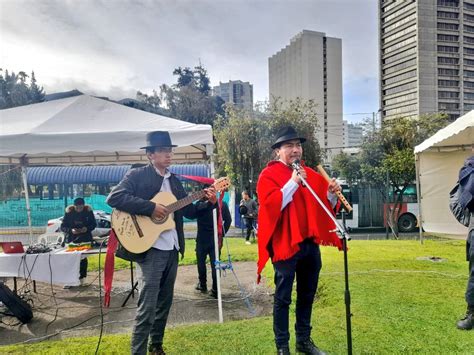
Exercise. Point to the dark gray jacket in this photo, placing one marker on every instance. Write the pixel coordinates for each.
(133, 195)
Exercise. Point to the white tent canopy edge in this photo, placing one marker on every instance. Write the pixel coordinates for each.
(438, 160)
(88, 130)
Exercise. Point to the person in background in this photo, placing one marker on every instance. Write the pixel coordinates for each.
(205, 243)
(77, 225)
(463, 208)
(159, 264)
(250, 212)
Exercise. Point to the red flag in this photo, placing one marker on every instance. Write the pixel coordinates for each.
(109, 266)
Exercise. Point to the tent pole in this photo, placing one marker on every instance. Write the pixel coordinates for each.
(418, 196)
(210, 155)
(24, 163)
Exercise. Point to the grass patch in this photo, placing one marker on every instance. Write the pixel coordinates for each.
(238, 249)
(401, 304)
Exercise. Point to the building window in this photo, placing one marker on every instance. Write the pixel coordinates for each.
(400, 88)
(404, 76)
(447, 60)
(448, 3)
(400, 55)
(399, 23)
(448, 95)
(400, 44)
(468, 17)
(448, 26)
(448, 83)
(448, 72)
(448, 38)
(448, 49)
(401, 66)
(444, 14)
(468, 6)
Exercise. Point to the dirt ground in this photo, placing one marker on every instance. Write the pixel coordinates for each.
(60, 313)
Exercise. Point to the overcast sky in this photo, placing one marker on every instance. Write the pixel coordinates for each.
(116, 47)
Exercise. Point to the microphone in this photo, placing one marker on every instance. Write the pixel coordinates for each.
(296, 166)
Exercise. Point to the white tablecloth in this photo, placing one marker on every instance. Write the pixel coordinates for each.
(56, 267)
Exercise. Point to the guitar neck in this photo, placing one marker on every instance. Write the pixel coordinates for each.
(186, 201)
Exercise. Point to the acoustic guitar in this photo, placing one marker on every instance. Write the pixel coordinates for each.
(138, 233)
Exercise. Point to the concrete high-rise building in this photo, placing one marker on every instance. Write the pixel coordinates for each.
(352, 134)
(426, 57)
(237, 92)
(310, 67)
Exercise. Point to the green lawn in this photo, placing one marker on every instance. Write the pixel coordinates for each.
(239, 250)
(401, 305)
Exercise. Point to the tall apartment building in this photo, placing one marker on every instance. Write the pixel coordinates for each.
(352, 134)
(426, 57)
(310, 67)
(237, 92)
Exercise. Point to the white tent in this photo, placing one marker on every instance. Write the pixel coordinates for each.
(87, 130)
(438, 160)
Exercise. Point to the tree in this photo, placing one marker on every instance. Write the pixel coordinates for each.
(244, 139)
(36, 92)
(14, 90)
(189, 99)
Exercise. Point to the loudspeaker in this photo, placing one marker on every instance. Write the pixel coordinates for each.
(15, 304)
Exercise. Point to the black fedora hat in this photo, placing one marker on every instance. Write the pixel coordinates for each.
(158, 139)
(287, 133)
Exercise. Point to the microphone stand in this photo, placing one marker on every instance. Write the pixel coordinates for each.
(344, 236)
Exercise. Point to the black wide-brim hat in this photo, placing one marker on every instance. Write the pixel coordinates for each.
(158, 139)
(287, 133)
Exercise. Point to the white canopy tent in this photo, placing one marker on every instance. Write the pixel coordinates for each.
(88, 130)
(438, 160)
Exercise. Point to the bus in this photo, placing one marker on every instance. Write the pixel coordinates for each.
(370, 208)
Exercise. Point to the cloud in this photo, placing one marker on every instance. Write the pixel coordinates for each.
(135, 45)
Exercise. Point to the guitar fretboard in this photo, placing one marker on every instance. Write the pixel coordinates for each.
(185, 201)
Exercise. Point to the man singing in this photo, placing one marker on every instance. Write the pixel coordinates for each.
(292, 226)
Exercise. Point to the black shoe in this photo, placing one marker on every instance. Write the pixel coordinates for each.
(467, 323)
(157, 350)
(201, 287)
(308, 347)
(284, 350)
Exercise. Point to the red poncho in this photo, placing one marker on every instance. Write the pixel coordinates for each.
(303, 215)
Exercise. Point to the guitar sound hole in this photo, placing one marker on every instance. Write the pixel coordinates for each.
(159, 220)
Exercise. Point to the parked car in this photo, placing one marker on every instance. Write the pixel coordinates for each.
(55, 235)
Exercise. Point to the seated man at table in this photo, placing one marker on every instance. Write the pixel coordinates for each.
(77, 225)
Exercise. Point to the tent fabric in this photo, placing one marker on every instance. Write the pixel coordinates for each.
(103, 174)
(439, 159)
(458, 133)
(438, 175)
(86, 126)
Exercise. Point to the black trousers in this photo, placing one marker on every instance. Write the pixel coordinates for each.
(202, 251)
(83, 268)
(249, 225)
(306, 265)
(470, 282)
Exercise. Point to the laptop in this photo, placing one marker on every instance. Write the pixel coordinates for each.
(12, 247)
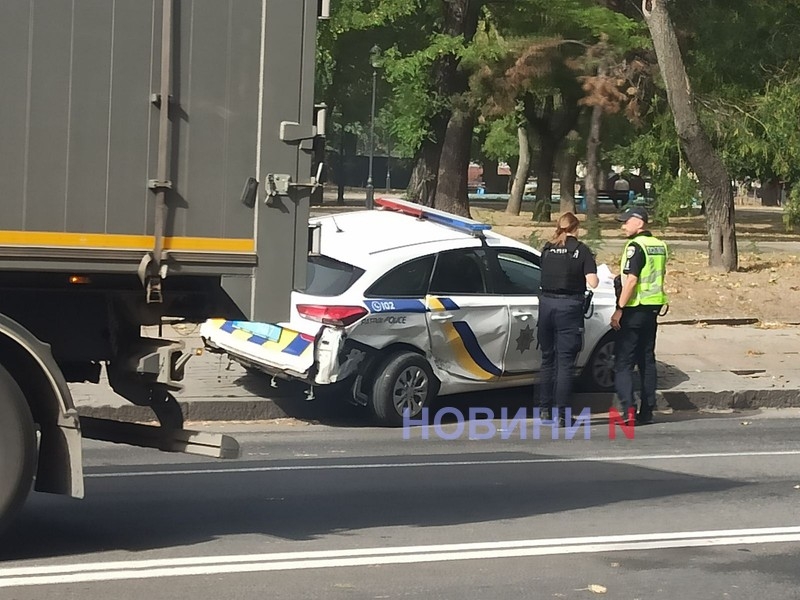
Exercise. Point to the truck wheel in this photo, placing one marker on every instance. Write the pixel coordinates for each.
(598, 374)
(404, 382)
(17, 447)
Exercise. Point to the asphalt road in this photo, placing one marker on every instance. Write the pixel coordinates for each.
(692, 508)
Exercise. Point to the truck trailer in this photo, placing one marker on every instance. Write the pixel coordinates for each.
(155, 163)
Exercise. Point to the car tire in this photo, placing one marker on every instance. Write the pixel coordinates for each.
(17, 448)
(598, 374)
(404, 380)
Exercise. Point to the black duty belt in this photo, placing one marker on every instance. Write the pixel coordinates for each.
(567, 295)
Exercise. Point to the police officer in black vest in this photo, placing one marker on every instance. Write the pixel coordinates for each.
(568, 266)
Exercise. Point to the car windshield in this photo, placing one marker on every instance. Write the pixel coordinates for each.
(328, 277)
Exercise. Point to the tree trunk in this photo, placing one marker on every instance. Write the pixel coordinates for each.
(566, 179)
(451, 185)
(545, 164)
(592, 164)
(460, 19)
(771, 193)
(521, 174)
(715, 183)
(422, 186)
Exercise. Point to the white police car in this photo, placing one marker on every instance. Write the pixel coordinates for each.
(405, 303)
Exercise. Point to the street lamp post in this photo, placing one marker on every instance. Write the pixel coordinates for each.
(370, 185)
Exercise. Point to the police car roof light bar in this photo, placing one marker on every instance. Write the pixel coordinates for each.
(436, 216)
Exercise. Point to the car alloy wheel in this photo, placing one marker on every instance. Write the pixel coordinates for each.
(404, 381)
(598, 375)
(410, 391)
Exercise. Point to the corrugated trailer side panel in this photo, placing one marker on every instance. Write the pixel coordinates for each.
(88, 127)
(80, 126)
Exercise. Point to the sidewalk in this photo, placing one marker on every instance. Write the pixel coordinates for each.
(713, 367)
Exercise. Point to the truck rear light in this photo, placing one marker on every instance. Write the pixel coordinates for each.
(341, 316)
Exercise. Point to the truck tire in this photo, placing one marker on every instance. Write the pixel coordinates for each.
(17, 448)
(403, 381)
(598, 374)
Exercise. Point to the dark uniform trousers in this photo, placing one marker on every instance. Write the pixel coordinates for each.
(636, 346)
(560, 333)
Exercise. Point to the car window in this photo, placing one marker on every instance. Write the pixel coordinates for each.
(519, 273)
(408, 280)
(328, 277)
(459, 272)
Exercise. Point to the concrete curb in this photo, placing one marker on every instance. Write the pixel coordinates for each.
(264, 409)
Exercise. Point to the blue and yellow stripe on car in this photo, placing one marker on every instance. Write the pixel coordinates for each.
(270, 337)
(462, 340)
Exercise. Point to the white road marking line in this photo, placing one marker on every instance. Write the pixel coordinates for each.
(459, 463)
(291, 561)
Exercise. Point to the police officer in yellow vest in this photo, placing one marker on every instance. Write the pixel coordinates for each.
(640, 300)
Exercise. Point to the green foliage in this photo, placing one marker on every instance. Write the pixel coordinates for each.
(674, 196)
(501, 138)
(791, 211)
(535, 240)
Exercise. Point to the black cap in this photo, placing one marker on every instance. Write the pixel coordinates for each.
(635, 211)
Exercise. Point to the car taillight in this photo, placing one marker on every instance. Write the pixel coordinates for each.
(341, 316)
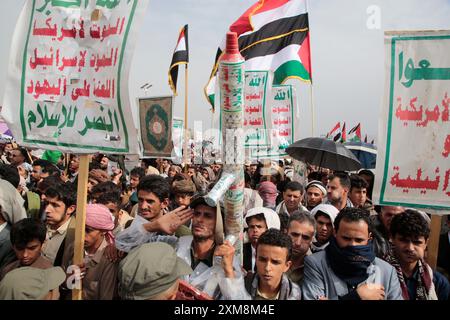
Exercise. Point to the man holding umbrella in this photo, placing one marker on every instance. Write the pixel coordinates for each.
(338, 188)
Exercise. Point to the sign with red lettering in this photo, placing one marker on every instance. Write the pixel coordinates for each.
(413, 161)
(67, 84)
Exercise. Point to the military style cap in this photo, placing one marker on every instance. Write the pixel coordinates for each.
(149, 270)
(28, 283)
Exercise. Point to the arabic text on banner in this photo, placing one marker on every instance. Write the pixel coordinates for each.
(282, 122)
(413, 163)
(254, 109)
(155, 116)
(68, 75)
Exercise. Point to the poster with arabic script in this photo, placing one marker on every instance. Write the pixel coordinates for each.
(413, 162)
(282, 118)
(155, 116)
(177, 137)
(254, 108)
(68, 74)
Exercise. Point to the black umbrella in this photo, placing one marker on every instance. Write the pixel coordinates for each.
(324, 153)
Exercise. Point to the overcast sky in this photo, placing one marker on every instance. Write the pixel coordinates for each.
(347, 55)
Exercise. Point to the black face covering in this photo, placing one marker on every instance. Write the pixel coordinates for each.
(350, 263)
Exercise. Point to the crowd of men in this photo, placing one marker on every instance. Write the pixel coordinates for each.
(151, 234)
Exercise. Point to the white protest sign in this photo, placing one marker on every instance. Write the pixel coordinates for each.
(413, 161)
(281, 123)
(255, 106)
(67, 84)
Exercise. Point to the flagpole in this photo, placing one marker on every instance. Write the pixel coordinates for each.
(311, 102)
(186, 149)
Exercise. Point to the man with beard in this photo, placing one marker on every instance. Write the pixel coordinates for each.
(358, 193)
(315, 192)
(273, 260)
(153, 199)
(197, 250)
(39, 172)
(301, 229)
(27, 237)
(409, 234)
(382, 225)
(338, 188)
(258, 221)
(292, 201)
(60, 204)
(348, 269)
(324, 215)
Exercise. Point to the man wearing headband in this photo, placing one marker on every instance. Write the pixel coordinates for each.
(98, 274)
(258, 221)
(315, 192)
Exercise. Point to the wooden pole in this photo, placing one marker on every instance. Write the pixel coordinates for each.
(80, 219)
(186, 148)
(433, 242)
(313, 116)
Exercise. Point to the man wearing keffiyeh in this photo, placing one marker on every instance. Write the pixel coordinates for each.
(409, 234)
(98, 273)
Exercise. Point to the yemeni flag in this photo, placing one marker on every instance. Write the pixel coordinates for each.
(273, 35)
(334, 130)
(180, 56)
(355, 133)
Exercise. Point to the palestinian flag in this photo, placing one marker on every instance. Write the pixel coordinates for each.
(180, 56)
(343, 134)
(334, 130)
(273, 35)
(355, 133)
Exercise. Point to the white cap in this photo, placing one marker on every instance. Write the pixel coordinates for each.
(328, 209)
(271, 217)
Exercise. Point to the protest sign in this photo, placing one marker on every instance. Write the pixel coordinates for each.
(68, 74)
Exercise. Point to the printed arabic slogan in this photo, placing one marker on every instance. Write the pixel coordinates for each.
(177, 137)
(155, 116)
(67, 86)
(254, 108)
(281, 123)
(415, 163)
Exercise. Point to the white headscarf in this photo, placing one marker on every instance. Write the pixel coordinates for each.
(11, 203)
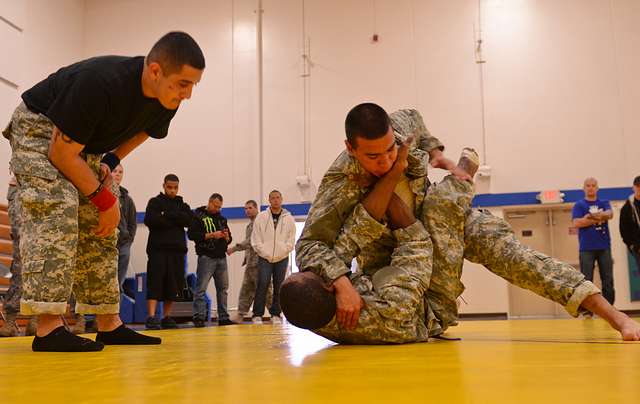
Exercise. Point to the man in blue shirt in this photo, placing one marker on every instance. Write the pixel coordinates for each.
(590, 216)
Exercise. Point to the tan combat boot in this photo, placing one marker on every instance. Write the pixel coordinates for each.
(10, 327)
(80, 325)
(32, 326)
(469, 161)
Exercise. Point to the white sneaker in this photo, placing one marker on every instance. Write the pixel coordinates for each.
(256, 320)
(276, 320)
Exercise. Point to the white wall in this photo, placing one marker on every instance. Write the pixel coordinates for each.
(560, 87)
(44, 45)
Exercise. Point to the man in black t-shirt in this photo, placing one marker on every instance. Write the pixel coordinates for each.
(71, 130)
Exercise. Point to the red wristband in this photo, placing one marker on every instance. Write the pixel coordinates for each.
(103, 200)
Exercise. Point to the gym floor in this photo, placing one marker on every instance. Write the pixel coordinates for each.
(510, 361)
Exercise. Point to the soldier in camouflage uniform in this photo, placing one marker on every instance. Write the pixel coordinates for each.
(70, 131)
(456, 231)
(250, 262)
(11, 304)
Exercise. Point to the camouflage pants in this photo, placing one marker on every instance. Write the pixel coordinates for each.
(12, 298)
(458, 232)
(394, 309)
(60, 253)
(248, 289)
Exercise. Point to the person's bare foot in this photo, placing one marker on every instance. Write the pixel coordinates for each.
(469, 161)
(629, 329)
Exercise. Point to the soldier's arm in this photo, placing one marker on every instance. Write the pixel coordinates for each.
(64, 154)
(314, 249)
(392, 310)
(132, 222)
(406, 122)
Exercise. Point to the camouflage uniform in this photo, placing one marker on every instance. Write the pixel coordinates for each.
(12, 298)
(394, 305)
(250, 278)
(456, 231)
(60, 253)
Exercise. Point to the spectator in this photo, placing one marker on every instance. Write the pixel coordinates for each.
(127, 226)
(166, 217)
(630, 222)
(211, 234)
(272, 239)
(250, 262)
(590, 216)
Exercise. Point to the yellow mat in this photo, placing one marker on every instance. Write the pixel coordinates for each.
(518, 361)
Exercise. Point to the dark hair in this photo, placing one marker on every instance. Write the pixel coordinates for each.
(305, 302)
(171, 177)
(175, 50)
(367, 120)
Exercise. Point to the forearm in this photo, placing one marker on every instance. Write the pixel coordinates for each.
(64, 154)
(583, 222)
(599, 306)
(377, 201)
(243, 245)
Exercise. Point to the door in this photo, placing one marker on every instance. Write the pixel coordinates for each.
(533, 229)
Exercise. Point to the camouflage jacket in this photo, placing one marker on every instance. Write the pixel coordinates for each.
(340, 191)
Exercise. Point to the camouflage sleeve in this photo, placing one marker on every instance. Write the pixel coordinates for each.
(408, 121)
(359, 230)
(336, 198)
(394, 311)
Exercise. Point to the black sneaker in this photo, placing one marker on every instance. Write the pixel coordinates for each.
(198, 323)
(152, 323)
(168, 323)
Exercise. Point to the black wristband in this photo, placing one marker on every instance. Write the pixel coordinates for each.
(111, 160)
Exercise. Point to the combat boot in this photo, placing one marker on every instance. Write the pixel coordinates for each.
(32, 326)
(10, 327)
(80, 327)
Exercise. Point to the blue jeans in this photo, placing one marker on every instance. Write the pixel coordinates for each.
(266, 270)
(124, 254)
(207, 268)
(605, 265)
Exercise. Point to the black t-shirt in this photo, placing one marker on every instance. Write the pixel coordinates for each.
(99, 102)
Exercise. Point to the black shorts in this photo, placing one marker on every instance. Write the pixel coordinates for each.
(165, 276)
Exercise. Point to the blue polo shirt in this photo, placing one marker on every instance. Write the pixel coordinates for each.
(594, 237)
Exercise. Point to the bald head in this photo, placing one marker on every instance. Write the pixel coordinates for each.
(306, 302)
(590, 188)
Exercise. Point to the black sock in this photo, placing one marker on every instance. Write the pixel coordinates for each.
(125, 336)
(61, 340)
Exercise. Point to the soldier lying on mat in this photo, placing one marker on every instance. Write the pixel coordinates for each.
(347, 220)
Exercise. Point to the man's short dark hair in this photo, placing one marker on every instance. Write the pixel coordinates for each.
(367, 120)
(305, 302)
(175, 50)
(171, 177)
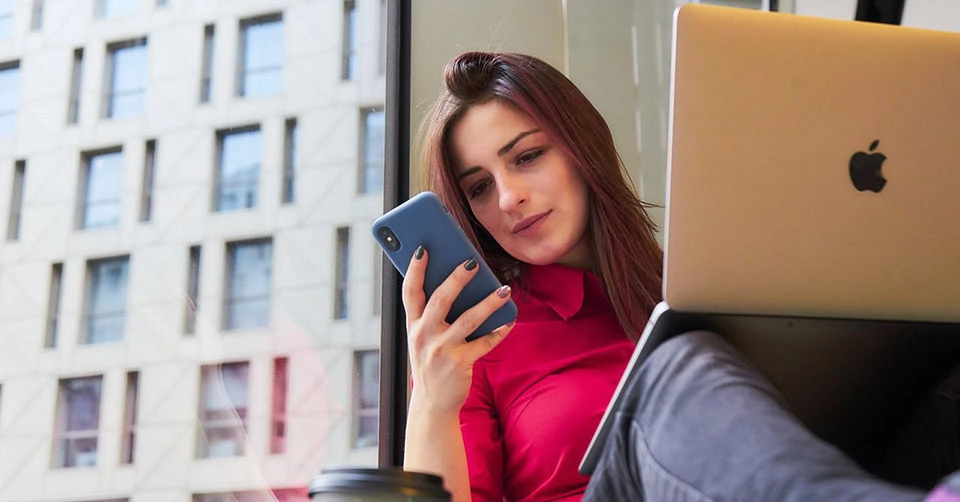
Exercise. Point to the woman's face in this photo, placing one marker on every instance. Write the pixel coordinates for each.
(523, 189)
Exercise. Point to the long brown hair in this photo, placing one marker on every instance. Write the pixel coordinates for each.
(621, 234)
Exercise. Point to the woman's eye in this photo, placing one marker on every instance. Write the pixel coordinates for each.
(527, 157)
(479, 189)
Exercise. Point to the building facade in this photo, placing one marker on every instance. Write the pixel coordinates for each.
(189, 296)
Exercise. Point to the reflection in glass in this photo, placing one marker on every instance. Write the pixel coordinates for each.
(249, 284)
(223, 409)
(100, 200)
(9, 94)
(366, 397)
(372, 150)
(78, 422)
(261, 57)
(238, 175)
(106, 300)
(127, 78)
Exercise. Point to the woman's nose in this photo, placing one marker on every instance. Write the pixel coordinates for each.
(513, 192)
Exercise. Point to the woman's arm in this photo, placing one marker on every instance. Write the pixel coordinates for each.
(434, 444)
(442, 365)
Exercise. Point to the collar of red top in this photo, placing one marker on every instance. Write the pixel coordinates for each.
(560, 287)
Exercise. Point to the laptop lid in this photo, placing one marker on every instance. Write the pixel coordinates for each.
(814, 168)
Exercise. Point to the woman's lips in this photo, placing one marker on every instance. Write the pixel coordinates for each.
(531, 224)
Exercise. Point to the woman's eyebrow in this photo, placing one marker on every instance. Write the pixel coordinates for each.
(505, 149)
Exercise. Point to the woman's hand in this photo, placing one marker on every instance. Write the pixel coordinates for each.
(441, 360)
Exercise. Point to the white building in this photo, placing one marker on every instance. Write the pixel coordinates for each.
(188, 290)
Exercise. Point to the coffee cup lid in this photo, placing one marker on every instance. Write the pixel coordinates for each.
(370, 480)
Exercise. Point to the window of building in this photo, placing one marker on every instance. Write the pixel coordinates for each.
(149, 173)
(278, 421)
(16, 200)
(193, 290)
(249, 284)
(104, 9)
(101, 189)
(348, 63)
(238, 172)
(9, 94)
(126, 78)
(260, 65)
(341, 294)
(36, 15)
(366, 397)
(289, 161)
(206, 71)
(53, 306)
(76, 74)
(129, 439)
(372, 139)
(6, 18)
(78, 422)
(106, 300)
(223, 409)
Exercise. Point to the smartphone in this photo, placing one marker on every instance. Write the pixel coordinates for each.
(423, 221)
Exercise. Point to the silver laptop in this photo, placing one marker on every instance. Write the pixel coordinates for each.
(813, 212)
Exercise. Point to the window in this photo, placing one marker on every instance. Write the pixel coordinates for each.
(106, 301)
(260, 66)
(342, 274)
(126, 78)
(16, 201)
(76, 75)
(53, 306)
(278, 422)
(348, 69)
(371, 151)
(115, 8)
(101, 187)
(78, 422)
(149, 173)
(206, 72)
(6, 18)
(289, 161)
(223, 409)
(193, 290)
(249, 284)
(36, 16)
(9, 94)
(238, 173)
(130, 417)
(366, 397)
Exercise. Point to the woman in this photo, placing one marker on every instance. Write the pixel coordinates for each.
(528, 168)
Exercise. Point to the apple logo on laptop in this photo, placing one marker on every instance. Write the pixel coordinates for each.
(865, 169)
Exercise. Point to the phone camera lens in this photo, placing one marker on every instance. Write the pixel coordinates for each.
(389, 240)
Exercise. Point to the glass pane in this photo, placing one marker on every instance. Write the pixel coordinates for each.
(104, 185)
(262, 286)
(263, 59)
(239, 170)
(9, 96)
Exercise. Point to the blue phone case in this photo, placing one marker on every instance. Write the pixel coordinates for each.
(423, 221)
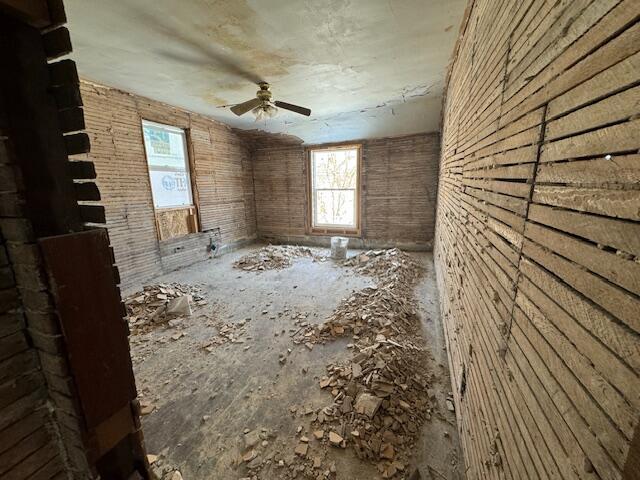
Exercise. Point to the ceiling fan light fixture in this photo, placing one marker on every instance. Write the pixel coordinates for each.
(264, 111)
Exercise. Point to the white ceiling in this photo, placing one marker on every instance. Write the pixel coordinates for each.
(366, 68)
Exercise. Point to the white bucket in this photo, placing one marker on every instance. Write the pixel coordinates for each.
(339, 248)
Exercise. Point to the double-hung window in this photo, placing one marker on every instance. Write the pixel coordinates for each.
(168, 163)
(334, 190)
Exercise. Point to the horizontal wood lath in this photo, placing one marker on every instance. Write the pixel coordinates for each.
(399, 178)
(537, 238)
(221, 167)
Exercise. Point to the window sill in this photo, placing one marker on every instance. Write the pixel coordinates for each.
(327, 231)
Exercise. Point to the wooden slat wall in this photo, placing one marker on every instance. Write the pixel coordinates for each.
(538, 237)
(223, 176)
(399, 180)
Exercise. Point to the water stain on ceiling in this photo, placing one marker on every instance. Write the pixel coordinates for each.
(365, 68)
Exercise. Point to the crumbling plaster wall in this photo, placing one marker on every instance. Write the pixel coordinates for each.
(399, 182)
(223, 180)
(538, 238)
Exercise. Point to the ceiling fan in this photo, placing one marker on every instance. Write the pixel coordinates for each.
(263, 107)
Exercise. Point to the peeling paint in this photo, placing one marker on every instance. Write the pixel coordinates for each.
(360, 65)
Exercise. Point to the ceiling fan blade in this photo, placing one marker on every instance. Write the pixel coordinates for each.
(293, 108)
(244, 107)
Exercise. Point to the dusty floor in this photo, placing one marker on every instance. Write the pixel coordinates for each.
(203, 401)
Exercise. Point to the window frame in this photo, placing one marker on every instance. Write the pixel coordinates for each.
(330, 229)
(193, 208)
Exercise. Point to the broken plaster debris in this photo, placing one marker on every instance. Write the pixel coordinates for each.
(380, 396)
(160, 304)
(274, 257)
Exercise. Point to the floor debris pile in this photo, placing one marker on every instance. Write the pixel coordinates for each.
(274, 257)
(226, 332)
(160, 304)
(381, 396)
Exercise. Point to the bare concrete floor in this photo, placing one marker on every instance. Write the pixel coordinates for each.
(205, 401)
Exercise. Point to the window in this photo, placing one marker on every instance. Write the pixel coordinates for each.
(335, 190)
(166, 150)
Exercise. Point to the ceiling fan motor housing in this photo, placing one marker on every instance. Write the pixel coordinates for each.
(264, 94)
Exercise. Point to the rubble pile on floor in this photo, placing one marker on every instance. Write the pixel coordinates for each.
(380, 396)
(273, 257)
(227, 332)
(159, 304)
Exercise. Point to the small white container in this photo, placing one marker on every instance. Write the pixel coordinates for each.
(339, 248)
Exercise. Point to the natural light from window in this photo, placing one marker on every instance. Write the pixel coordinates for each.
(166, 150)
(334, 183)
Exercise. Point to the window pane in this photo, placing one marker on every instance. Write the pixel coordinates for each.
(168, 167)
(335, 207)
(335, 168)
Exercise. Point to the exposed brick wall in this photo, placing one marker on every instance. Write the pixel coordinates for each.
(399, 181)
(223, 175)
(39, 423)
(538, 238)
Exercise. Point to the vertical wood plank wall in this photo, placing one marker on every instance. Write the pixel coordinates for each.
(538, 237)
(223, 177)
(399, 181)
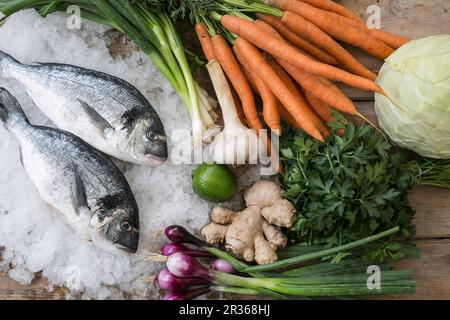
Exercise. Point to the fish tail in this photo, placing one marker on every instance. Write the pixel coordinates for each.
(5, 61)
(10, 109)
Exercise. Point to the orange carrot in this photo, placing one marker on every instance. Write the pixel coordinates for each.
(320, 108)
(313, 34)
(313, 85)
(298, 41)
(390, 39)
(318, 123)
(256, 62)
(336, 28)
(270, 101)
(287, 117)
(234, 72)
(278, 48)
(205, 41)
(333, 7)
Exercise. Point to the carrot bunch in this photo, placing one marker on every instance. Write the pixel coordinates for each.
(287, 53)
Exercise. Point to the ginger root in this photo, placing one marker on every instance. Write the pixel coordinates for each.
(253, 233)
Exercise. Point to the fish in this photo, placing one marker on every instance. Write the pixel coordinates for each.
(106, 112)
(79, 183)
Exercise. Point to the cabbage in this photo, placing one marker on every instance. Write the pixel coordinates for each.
:::::
Aim
Please retype, exactly as written, every line from the line containing "Exercise. Point to the orange" through the last line of the records above, including both of those lines, and nothing else.

Answer to this task
Exercise. Point to the orange carrot in this photo, placing one marker on every instance. Write the pixel coordinates for each.
(320, 108)
(313, 34)
(313, 85)
(298, 41)
(390, 39)
(318, 123)
(256, 62)
(336, 28)
(270, 101)
(287, 117)
(234, 72)
(278, 48)
(205, 41)
(333, 7)
Exercise. Point to the carrot bunch in this photo, placing one marker on every instance. Write the pixel coordinates for each.
(287, 53)
Exercise. Point to the ginger root in this photo, placing one marker on every instance. Write the pixel coordinates for each.
(253, 233)
Exercise. Point to the fish in this photo, placing one marker on every instance. Write the pixel coordinates for each.
(106, 112)
(79, 183)
Exercise. Point to the cabbage in this photo, placing one marker on every instance. Write the pixel coordinates for each.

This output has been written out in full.